#### [Task description]
All of the records are to be reproduced exactly.

• • •

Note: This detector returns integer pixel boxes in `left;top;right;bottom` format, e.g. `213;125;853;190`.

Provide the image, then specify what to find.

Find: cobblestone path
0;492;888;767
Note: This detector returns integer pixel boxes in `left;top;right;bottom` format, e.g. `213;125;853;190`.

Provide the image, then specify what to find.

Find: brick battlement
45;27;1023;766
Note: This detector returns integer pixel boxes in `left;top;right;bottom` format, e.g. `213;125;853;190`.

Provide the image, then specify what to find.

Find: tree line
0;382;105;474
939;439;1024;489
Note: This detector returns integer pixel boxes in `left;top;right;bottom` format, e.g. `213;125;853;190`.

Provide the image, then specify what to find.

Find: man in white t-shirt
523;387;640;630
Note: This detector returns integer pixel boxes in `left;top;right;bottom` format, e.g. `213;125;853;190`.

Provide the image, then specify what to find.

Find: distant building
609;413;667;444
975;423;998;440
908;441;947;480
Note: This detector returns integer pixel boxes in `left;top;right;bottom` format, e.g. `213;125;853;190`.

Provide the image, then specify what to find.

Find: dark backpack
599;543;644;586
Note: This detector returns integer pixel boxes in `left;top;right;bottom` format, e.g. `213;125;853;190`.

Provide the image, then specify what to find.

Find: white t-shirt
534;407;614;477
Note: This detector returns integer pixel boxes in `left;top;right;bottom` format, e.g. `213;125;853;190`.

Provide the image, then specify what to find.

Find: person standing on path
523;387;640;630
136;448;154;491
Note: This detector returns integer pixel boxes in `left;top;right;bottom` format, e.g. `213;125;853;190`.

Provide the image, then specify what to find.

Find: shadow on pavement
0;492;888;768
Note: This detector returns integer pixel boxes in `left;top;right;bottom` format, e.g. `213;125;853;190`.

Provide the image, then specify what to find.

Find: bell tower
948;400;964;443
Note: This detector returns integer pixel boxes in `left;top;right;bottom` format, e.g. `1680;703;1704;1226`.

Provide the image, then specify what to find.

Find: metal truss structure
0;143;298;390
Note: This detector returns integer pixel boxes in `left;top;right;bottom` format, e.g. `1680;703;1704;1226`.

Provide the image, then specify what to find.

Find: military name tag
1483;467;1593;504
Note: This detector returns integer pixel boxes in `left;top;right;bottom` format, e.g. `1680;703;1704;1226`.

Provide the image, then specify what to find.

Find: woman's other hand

• • •

#### [Solution to this task]
Note: This detector returns integer pixel boxes in `left;top;right;bottom` format, e.g. `213;125;853;190`.

Provide the image, then specify what to find.

Find: cobblestone path
0;492;888;767
Note: This detector returns integer pixel boxes in `left;top;right;bottom` format, e.g. `213;125;853;190`.

Provide the image, then specify what to find.

Find: brick battlement
45;27;1023;766
Note: This detector returns integer pixel boxes in `left;top;right;bottom` format, e.g. `213;125;853;190`.

Provide the image, then specify what to find.

Find: tree line
0;382;105;474
939;439;1024;489
Note: This detector returns integer pixel boxes in `left;top;right;bottom` format, e.g. `213;125;853;190`.

Provide the image, then specify what to find.

Find: man in white t-shirt
523;387;640;630
Note: This detector returns integer pixel boxes in `left;top;right;bottom` format, e.g. `213;125;853;190`.

Provide the image, then specify what to find.

Find: distant building
609;413;667;444
975;423;998;440
908;441;947;480
Note: This detector returns integer pixel boxes in `left;top;right;bottom` format, e.g. `213;125;853;190`.

Provide the image, then specify what to find.

Find: dark backpack
599;543;644;586
Note: This detector returns integer pixel boxes in `left;top;right;bottom` format, e.g. `213;125;853;190`.

Provide the image, then specify what to find.

Find: white t-shirt
534;407;614;477
Note: This detector returns integer pixel boxes in `left;top;right;bottom` format, e.g. `213;125;853;190`.

Provide the image, then specify what to find.

Find: person standing on path
523;387;640;630
136;448;154;491
Note: This detector returns integer pixel boxes in `left;top;right;bottom` format, e.g. `213;125;853;190`.

Provide the image, then specify what to find.

Find: shadow on pavement
0;492;888;768
Note: This detector returns integer pixel boxes in `left;top;right;bottom` format, e.g. `213;125;853;190`.

Provide the image, then specify what to find.

Find: bell tower
948;400;964;443
Note: This detector returns integer pixel boxes in `left;top;right;bottom` format, e.g. `1680;703;1704;1226`.

Provide the image, then specify what to find.

Find: metal truss structure
0;143;298;390
Note: This detector returns integer pixel boxes in `left;top;right;bottom` format, e.g. `1680;703;1704;1226`.

Provide the image, then specify what to find.

Find: military name tag
1483;467;1593;504
Note: This detector returns integer pixel boxes in `left;top;right;bottom` format, e.g. `1680;703;1704;1226`.

Provide the image, then specify what to find.

Find: woman's other hand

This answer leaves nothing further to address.